* [Selected passage]:
----------------
# Dilla Eggs



## Paymaster (Mar 12, 2013)

I did some armadillo eggs last weekend. I love these things. Simple to do and tasty! Core/devein jalapeno peppers and place two colors of cheese inside. Wrap in 1/2 lb(small peppers use 1/3 lb) of breakfast sausage and cook in a smoker until internal temp is 155*.


----------



## salt and pepper (Mar 12, 2013)

Great Idea and a nice job too!


----------



## Dawgluver (Mar 12, 2013)

+1!


----------



## Whiskadoodle (Mar 12, 2013)

+2


----------



## Andy M. (Mar 12, 2013)

Too bad we can't get the armadillo to lay those eggs already smoked and cooked.


----------



## salt and pepper (Mar 13, 2013)

Had to try them, very good.


----------



## vitauta (Mar 13, 2013)

awesome dillas, guys!  i gotta have me a side of eggs to go with....


----------



## jharris (Mar 14, 2013)

Ooh yes. 'Dillo eggs, each served under a soft boiled egg and while we're at it crumbled crisp (but not cremated) bacon bits on top).


----------



## Kylie1969 (Mar 16, 2013)

They look lovely


----------



## CampfireCowboy (Mar 24, 2013)

so innovative looks delicious.


----------
----------------
* [Directions]:
(1) Rewrite the paragraph in the armadillo eggs thread that begins "I did some armadillo eggs last weekend" as a short bulleted list of steps, keeping its main facts.
(2) Answer these questions about the armadillo eggs thread, one line each:
(a) How much breakfast sausage does Paymaster use for small peppers?
(b) What did salt and pepper report on March 13 after trying them?
(c) What does jharris want crumbled on top?
The items that follow have no connection to the armadillo eggs thread.

Excerpts from segmentation records:
----------------
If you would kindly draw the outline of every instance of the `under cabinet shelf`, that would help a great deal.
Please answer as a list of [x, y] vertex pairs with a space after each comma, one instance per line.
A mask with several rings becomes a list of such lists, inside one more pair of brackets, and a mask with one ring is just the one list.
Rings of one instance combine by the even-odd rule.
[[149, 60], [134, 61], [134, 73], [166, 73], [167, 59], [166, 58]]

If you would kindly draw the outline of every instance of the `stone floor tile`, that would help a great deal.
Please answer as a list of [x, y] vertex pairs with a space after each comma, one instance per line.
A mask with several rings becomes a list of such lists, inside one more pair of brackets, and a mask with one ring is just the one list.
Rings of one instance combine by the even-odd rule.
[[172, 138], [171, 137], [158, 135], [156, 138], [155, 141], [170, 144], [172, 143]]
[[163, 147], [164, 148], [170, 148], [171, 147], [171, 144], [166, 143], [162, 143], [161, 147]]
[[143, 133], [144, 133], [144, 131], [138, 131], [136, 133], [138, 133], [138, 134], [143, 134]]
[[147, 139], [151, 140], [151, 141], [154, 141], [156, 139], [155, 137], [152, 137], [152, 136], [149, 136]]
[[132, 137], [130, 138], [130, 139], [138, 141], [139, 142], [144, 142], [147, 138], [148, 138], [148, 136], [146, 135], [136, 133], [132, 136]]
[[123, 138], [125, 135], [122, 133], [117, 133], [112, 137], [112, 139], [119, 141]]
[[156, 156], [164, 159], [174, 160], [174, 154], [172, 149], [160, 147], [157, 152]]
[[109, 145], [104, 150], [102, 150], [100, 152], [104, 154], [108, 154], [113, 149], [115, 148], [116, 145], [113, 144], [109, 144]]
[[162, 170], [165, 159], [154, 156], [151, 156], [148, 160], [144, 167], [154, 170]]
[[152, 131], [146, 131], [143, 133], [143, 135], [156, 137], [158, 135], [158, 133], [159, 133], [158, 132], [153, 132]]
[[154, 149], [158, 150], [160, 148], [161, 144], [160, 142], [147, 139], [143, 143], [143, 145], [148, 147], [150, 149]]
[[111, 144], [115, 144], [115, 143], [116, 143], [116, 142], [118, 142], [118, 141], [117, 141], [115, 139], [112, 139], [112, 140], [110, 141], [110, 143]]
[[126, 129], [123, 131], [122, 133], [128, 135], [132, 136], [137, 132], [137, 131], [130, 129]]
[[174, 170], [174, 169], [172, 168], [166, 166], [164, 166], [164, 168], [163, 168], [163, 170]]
----------------
* [Solutions per task]:
(1)
- Core and devein jalapeño peppers.
- Stuff each pepper with two colors of cheese.
- Wrap each pepper in 1/2 lb of breakfast sausage, or 1/3 lb for small peppers.
- Cook in a smoker until the internal temp reaches 155*.

(2)
(a) 1/3 lb
(b) Salt and pepper had to try them and found them very good.
(c) Crisp (but not cremated) bacon bits